WHAT YOU NEED TO DO: Your answer must be the full set of entries, reproduced exactly.

Segment Start: SUPPLIED DATA

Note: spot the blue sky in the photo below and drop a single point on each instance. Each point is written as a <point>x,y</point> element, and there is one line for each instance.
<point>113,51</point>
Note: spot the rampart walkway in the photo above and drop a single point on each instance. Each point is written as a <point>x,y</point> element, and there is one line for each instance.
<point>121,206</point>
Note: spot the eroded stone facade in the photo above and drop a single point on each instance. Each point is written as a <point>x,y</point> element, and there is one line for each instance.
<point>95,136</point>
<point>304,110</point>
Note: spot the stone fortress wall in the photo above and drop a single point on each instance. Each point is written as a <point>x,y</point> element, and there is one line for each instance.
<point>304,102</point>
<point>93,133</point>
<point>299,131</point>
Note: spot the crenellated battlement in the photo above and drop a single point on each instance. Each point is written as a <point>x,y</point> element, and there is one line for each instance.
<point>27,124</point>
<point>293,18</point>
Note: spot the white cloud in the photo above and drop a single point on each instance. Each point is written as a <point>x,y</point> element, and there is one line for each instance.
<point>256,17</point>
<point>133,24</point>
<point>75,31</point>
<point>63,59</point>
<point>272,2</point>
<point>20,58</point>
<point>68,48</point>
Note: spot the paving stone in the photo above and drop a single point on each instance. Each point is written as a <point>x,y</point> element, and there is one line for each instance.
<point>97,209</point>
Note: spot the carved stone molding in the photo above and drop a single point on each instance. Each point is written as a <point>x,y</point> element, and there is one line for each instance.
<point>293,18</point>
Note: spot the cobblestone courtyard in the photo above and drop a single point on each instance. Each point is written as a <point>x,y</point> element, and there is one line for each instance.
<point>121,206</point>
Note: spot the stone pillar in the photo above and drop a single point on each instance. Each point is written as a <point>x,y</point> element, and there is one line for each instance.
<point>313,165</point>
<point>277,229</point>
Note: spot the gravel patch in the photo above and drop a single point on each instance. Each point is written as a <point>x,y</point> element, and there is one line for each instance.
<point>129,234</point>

Segment End: SUPPLIED DATA

COMPLETED TASK:
Note: spot the blue sky in the photo below and drop a single point on each instance. Each point is written as a <point>x,y</point> element, and there is one line for each instance.
<point>113,51</point>
Note: spot the rampart walkway in the photo above and drop a single point on each instance. Each point is written as a <point>x,y</point> element, and there is one line for each instance.
<point>121,206</point>
Note: spot the eroded stone facade in the photo above and drop a single point on each instance. Each point is written as a <point>x,y</point> element, and there is one line for each instance.
<point>95,136</point>
<point>304,110</point>
Note: spot the stone fortress wall in the photo above and drop a single point on each instance. Each point is written as a <point>x,y</point> element, and there is one line for each instance.
<point>304,102</point>
<point>93,133</point>
<point>299,131</point>
Note: spot the crenellated battlement in the photo above and drop a single point on each instance. Each point is written as a <point>x,y</point> element, and there is one line for each instance.
<point>27,124</point>
<point>293,18</point>
Note: spot the white cloud in the photo above and drop a single point on each instance. Each point is written as a <point>x,y</point> element, and there is one line for each instance.
<point>256,17</point>
<point>133,24</point>
<point>75,31</point>
<point>63,59</point>
<point>272,2</point>
<point>20,58</point>
<point>68,48</point>
Note: spot the paving stone in the photo above and drop a single point on each instance. Each point is written as a <point>x,y</point> element, and there is one line for each instance.
<point>97,209</point>
Note: spot the carved stone molding in the photo above and drop a single point on each instance. Each point is written as a <point>x,y</point> element, and there is one line for each instance.
<point>293,18</point>
Note: spot the cobblestone courtyard in the photo above and drop a single point on each instance. Each point is written as a <point>x,y</point> element, and there is one line for each instance.
<point>121,206</point>
Note: spot the stone pillar in the photo above and drop a single point on each instance. Each point is written as a <point>x,y</point> element, and there is one line for each instance.
<point>313,165</point>
<point>277,229</point>
Note: spot the gravel patch in the photo above and drop a single point on each instance. Each point is written as a <point>x,y</point> element, and there is one line for each instance.
<point>129,234</point>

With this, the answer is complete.